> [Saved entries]
+ + + +

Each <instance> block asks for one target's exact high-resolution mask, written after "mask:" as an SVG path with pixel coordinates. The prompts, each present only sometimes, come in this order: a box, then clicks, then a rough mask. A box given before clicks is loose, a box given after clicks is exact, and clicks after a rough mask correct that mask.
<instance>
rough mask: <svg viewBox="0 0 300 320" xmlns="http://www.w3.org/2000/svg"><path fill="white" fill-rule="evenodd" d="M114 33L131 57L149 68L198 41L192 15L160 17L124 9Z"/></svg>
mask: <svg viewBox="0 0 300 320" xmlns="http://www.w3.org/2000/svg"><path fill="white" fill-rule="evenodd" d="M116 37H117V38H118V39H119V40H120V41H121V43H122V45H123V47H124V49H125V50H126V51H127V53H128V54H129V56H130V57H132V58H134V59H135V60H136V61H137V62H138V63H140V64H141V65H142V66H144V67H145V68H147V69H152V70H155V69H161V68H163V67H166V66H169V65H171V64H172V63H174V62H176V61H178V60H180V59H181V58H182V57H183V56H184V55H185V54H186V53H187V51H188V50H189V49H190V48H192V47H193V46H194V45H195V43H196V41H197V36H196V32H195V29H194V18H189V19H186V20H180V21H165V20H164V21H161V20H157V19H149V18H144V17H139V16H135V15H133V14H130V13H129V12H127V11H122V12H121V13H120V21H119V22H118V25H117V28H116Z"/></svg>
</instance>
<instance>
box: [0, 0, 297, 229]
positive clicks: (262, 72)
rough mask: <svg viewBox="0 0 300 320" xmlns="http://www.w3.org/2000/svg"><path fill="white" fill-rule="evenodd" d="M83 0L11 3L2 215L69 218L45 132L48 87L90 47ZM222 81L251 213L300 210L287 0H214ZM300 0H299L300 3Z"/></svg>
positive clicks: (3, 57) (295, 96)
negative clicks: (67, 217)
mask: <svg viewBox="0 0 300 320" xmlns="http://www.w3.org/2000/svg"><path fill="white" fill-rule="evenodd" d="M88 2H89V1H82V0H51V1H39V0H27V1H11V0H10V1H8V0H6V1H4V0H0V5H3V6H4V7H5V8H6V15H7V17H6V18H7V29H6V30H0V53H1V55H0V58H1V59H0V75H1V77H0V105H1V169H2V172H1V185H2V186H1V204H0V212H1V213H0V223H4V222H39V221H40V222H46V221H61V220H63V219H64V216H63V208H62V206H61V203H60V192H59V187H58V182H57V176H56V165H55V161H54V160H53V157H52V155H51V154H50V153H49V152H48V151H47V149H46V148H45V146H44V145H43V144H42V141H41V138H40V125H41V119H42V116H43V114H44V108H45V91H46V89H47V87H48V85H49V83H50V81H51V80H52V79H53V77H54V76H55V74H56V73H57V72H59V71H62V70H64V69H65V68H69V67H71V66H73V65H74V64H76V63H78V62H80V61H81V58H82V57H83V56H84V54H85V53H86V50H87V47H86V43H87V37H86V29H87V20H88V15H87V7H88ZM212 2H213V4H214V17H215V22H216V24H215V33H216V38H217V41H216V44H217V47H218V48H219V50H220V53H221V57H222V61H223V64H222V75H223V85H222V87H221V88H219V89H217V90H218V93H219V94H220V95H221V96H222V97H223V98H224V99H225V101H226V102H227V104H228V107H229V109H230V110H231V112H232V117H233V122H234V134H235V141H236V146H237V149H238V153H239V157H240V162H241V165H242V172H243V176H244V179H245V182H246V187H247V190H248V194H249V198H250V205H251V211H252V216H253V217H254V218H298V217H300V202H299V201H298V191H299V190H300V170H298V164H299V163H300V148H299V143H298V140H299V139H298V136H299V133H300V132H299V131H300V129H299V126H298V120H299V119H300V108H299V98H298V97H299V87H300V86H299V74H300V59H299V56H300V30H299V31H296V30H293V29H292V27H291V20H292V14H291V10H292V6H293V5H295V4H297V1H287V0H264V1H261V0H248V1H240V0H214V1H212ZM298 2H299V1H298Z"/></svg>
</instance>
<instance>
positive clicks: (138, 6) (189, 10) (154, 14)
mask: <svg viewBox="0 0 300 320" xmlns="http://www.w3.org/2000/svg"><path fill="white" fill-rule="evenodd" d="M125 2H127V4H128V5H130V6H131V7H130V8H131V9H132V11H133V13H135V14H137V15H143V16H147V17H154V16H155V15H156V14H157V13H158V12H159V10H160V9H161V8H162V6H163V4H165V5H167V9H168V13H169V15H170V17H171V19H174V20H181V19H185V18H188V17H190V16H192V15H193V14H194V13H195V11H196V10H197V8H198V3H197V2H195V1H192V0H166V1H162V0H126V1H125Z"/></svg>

+ + + +

> [Action item] All of the records above must be reproduced exactly.

> [Answer below]
Each <instance> block asks for one target's exact high-resolution mask, written after "mask:" as an SVG path with pixel coordinates. The prompts, each present only sometimes, come in this order: a box, then clicks, then a rough mask. A box given before clicks is loose, a box given after clicks is exact, and clicks after a rough mask correct that mask.
<instance>
rough mask: <svg viewBox="0 0 300 320" xmlns="http://www.w3.org/2000/svg"><path fill="white" fill-rule="evenodd" d="M114 33L131 57L149 68L198 41L192 15L160 17L124 9Z"/></svg>
mask: <svg viewBox="0 0 300 320" xmlns="http://www.w3.org/2000/svg"><path fill="white" fill-rule="evenodd" d="M116 37H117V38H118V39H119V40H120V41H121V43H122V45H123V47H124V49H125V50H126V51H127V53H128V54H129V56H130V57H132V58H134V59H135V60H136V61H137V62H138V63H140V64H141V65H142V66H144V67H145V68H147V69H152V70H155V69H161V68H163V67H166V66H169V65H171V64H172V63H174V62H176V61H178V60H180V59H181V58H182V57H183V56H184V55H185V54H186V53H187V51H188V50H189V49H190V48H192V47H193V46H194V45H195V43H196V41H197V36H196V32H195V29H194V18H189V19H186V20H180V21H165V20H164V21H161V20H157V19H149V18H144V17H139V16H135V15H133V14H130V13H129V12H127V11H122V12H121V13H120V21H119V22H118V25H117V28H116Z"/></svg>
</instance>
<instance>
box: [0, 0, 297, 229]
positive clicks: (262, 72)
rough mask: <svg viewBox="0 0 300 320" xmlns="http://www.w3.org/2000/svg"><path fill="white" fill-rule="evenodd" d="M83 0L11 3L2 215L69 218L45 132L48 87L90 47ZM222 81L251 213L300 210L287 0H214ZM300 0H299L300 3Z"/></svg>
positive clicks: (3, 57) (295, 96)
negative clicks: (67, 217)
mask: <svg viewBox="0 0 300 320" xmlns="http://www.w3.org/2000/svg"><path fill="white" fill-rule="evenodd" d="M88 2H89V1H82V0H51V1H39V0H27V1H11V0H10V1H8V0H6V1H4V0H0V5H3V6H4V7H5V8H6V15H7V17H6V18H7V29H6V30H0V53H1V55H0V58H1V59H0V75H1V77H0V105H1V169H2V172H1V185H2V186H1V204H0V212H1V213H0V223H4V222H39V221H40V222H46V221H61V220H63V219H64V216H63V208H62V206H61V203H60V192H59V187H58V182H57V176H56V165H55V161H54V160H53V157H52V155H51V154H50V153H49V152H48V151H47V149H46V148H45V146H44V145H43V144H42V141H41V138H40V125H41V119H42V116H43V114H44V108H45V91H46V89H47V87H48V85H49V83H50V81H51V80H52V79H53V77H54V76H55V74H56V73H57V72H59V71H62V70H64V69H65V68H69V67H71V66H73V65H74V64H76V63H78V62H80V61H81V58H82V57H83V56H84V54H85V53H86V50H87V47H86V43H87V37H86V29H87V20H88V15H87V7H88ZM212 2H213V4H214V17H215V22H216V24H215V33H216V38H217V41H216V44H217V47H218V48H219V50H220V53H221V57H222V61H223V64H222V75H223V85H222V87H221V88H219V89H217V90H218V93H219V94H220V95H221V96H222V97H223V98H224V99H225V101H226V102H227V104H228V107H229V109H230V110H231V112H232V117H233V122H234V134H235V141H236V146H237V149H238V153H239V157H240V162H241V165H242V172H243V176H244V179H245V182H246V187H247V190H248V194H249V198H250V205H251V211H252V216H253V217H254V218H298V217H300V202H299V201H298V191H299V190H300V170H298V164H299V163H300V148H299V143H298V140H299V139H298V136H299V133H300V132H299V131H300V129H299V126H298V120H299V119H300V108H299V98H298V97H299V87H300V86H299V74H300V59H299V56H300V30H299V31H296V30H293V29H292V27H291V20H292V14H291V10H292V6H293V5H295V4H297V1H287V0H264V1H261V0H248V1H240V0H214V1H212ZM298 2H299V1H298Z"/></svg>
</instance>
<instance>
positive clicks: (138, 6) (189, 10) (154, 14)
mask: <svg viewBox="0 0 300 320" xmlns="http://www.w3.org/2000/svg"><path fill="white" fill-rule="evenodd" d="M125 2H127V4H128V5H130V6H131V7H130V8H131V9H132V11H133V13H135V14H137V15H143V16H147V17H154V16H155V15H156V14H157V13H158V12H159V10H160V9H161V8H162V6H163V4H165V5H167V9H168V13H169V15H170V17H171V19H174V20H181V19H185V18H188V17H190V16H192V15H193V14H194V13H195V11H196V10H197V8H198V3H197V2H195V1H192V0H166V1H162V0H126V1H125Z"/></svg>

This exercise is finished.